> [TEXTO]:
:::::
Ava Lavinia Gardner, la estrella hollywoodiense que aparcó Los Ángeles para desparramarse, en todas y cada una de las acepciones del término en el Madrid de los cincuenta, esa ciudad “que nunca dormía”, cumpliría en unos días, en Nochebuena, cien años. Precisamente cuando era yo quien nacía en aquel último tercio de la década, Ava estaba, sin duda, celebrando “la” noche como expresión de ese carácter suyo que trajo “a mal traer” a míster Sinatra, Luis Miguel Dominguín y una larga lista de espontáneos que se dejaban querer en el fulgor de la fiesta.
:::::
> [FILAS APORTADAS]:

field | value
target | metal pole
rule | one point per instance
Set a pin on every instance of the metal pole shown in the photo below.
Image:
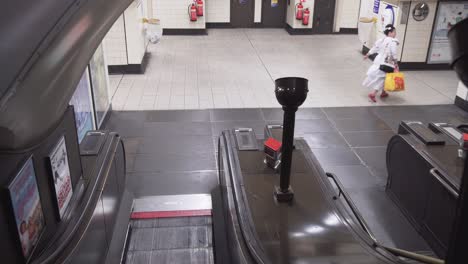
(457, 253)
(287, 147)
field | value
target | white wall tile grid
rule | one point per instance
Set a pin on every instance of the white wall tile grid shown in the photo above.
(418, 35)
(217, 11)
(235, 68)
(114, 44)
(346, 14)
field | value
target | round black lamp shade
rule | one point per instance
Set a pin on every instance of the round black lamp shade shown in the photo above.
(291, 92)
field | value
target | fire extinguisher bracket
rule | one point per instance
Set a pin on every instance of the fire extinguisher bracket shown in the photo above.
(299, 11)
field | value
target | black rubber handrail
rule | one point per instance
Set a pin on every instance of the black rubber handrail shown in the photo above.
(81, 220)
(376, 244)
(248, 234)
(351, 204)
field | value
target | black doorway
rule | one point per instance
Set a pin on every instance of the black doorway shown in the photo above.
(242, 13)
(324, 16)
(274, 16)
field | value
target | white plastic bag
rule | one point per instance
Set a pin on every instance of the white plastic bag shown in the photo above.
(153, 30)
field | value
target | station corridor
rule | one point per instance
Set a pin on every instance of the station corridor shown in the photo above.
(236, 68)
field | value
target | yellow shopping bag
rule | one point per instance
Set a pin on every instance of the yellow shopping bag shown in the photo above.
(394, 82)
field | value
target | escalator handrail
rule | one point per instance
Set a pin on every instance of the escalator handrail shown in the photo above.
(98, 183)
(249, 235)
(362, 222)
(353, 207)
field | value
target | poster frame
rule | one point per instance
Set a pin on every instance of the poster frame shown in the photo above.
(434, 26)
(98, 122)
(91, 103)
(11, 214)
(61, 142)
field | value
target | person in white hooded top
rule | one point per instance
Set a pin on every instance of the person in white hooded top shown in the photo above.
(386, 59)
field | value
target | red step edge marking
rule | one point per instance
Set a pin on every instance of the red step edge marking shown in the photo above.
(165, 214)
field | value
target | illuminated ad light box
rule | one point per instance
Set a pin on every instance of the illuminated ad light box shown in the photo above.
(61, 178)
(26, 206)
(83, 106)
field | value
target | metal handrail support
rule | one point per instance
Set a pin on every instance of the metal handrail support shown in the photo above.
(376, 244)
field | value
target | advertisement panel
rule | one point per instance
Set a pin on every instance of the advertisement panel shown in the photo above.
(27, 209)
(61, 176)
(100, 84)
(82, 103)
(449, 14)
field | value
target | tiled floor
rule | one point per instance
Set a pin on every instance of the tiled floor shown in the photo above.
(235, 68)
(174, 152)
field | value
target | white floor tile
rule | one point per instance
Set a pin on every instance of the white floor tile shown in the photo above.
(236, 68)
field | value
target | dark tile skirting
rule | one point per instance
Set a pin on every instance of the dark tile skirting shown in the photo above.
(130, 68)
(348, 31)
(184, 31)
(299, 31)
(219, 25)
(463, 104)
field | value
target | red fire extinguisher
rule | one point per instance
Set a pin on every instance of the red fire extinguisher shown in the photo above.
(192, 12)
(299, 8)
(305, 19)
(199, 7)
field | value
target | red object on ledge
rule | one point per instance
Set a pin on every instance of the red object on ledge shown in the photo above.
(273, 144)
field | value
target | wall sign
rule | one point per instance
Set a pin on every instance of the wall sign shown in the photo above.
(405, 10)
(83, 106)
(376, 6)
(61, 178)
(27, 209)
(100, 85)
(387, 15)
(449, 14)
(420, 11)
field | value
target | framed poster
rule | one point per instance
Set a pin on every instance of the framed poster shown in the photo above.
(26, 207)
(448, 14)
(61, 177)
(100, 85)
(83, 106)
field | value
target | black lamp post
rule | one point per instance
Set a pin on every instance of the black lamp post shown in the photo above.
(457, 252)
(291, 92)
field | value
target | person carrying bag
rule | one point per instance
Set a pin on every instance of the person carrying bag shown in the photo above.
(384, 63)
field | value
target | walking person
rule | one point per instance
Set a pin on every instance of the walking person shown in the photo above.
(385, 62)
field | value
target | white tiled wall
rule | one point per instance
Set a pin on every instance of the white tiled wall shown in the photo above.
(114, 44)
(346, 14)
(258, 11)
(218, 11)
(418, 35)
(291, 14)
(174, 14)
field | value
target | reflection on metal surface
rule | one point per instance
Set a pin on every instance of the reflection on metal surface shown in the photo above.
(298, 234)
(173, 203)
(315, 229)
(109, 205)
(332, 220)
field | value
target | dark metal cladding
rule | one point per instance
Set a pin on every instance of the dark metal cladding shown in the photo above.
(457, 252)
(459, 40)
(315, 228)
(56, 57)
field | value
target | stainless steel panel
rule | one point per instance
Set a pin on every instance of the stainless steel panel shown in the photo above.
(33, 104)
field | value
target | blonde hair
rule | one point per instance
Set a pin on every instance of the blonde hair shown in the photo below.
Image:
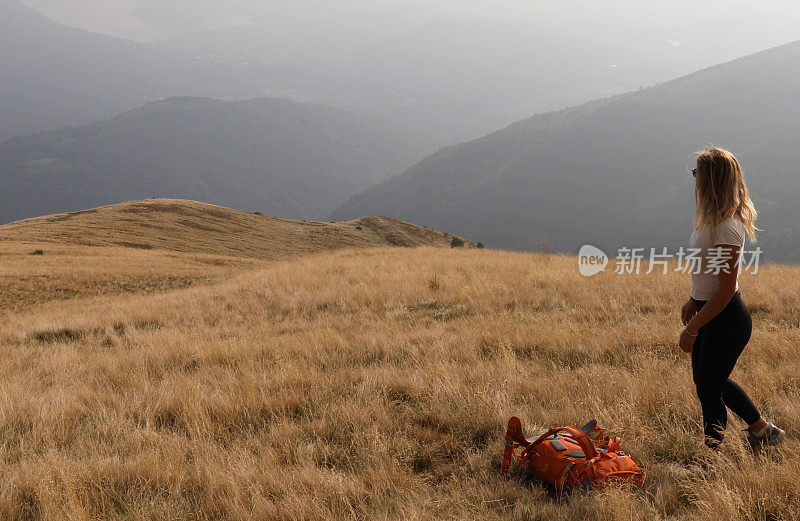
(720, 192)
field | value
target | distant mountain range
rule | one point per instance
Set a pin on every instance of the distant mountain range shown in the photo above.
(614, 172)
(455, 78)
(274, 156)
(452, 79)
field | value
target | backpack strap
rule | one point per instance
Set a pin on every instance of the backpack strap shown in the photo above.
(582, 439)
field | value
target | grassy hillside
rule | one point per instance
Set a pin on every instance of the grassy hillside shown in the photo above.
(158, 245)
(618, 167)
(269, 155)
(376, 384)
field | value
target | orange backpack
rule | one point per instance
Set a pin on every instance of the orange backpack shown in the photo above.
(566, 457)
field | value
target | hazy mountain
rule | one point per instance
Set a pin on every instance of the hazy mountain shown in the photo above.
(53, 75)
(457, 78)
(278, 157)
(614, 172)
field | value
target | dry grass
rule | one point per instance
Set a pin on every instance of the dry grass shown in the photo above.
(193, 227)
(376, 384)
(159, 245)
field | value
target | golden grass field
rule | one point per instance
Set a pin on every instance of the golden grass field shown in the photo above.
(368, 384)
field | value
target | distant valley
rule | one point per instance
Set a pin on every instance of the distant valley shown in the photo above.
(273, 156)
(614, 172)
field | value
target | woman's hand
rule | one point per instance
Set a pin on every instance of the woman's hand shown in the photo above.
(686, 341)
(688, 311)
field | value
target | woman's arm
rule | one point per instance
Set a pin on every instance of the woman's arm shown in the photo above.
(727, 289)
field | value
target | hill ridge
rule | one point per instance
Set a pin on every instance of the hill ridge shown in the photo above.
(196, 227)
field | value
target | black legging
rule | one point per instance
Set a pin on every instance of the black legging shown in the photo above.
(716, 349)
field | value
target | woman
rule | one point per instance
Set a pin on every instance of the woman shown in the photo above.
(717, 322)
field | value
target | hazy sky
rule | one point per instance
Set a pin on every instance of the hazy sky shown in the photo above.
(739, 25)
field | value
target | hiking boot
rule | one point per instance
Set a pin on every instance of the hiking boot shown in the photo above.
(772, 435)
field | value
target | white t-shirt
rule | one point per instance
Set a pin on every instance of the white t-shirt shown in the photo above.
(705, 280)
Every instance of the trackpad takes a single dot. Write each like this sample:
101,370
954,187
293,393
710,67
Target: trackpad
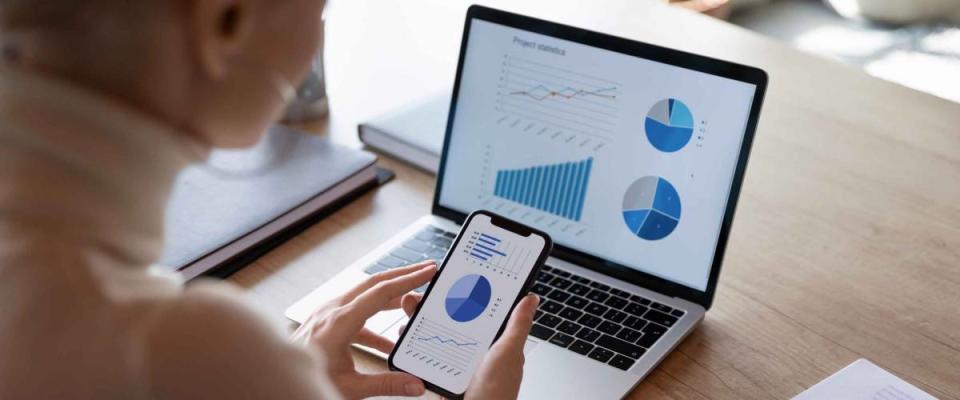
388,323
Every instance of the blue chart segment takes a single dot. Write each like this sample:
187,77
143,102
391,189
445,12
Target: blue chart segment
669,125
484,248
468,297
651,208
558,189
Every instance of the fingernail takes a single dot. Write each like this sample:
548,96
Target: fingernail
413,388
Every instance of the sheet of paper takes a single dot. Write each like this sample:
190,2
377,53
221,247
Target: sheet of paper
863,380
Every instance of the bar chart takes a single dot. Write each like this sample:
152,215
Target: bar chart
558,189
495,254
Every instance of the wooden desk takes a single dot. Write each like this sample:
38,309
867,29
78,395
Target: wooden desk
847,237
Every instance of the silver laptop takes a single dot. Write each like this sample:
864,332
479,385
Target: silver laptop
631,156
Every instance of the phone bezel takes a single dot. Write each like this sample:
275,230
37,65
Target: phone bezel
502,222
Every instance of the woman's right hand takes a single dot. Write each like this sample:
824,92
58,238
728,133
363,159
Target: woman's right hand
500,372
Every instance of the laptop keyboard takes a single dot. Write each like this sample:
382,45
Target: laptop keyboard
431,243
606,324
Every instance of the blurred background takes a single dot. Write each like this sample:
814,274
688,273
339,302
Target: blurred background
915,43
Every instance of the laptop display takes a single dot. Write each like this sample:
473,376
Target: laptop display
615,156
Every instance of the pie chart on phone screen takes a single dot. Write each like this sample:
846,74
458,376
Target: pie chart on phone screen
468,297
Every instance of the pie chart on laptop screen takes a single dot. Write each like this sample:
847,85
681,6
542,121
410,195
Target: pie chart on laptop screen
669,125
651,208
468,297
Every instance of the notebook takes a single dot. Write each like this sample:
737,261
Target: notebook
863,380
225,213
413,133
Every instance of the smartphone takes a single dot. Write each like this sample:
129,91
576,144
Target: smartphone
488,270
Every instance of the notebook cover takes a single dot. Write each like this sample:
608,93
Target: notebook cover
237,192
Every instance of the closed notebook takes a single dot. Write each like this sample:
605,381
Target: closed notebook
413,133
240,200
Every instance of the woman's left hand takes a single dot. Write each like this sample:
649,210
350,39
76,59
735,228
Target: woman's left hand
334,327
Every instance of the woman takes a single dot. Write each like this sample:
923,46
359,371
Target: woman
102,103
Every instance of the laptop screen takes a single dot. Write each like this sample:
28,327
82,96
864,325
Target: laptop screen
619,157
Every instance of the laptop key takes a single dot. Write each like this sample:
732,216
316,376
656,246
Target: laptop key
409,256
544,277
621,362
629,335
661,307
634,322
391,262
608,327
651,333
620,293
589,320
418,246
620,346
581,347
571,313
596,309
588,335
541,332
551,307
597,296
616,302
561,339
540,289
560,283
615,316
437,254
558,295
577,302
579,289
660,318
599,286
571,328
549,321
374,268
442,242
426,235
602,355
636,309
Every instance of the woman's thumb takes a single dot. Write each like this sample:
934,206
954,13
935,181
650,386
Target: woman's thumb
388,384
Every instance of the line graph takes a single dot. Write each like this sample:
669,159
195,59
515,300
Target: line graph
556,102
441,340
440,346
541,92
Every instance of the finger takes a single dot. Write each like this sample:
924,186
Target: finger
353,315
372,340
386,384
409,303
518,327
384,276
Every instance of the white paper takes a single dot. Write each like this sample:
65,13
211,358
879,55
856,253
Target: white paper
863,380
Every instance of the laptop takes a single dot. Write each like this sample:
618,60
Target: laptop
631,156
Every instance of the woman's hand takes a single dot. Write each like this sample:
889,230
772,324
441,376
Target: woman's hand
501,371
338,324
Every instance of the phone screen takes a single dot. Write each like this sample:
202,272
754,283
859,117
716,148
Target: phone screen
461,315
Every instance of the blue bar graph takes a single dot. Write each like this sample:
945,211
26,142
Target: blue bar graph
485,246
558,189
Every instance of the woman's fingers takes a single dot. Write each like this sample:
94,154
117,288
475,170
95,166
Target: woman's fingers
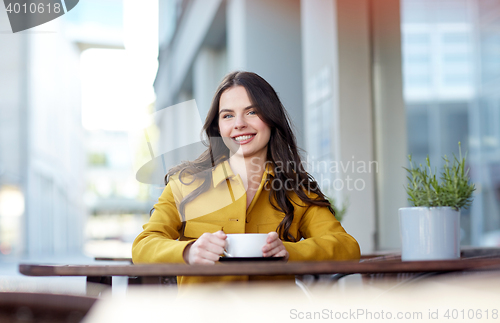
:::::
> [INSTRUCCIONES]:
(a) Reproduce al pie de la letra el fragmento del texto sobre Ava Gardner que va desde "Ava Lavinia Gardner, la" hasta "de la fiesta.", incluido este último.
(b) Retoma el texto sobre Ava Gardner a partir del punto en que termina.
Las filas no intervienen en esto.

> [RESULTADOS]:
(a)
Ava Lavinia Gardner, la estrella hollywoodiense que aparcó Los Ángeles para desparramarse, en todas y cada una de las acepciones del término en el Madrid de los cincuenta, esa ciudad “que nunca dormía”, cumpliría en unos días, en Nochebuena, cien años. Precisamente cuando era yo quien nacía en aquel último tercio de la década, Ava estaba, sin duda, celebrando “la” noche como expresión de ese carácter suyo que trajo “a mal traer” a míster Sinatra, Luis Miguel Dominguín y una larga lista de espontáneos que se dejaban querer en el fulgor de la fiesta.

(b)
Ava se enamoró de aquella España desde que la Costa Brava fue el escenario en el que rodó “Pandora y el holandés errante” y vislumbró ciertas libertades que, posiblemente, no se podía tomar en su país y que, además, les eran cercenadas a los españoles y, en especial, a las españolas del momento. Las madrugadas de Ava eran el comienzo de la aventura diaria, el frenesí mojado en alcohol, la luz que deslumbraba sin que farola alguna le hiciera sombra. Cuentan y no acaban de su incansable afición a cualesquiera placeres se le antojaran. John Huston y Nicholas Ray recordaban farras de casi tres días con sus noches en los tiempos de “55 días en Pekín” en las que Ava podía acabar con las reservas alcohólicas de mil y un locales, pero seguir resplandeciente y atractivamente lúcida.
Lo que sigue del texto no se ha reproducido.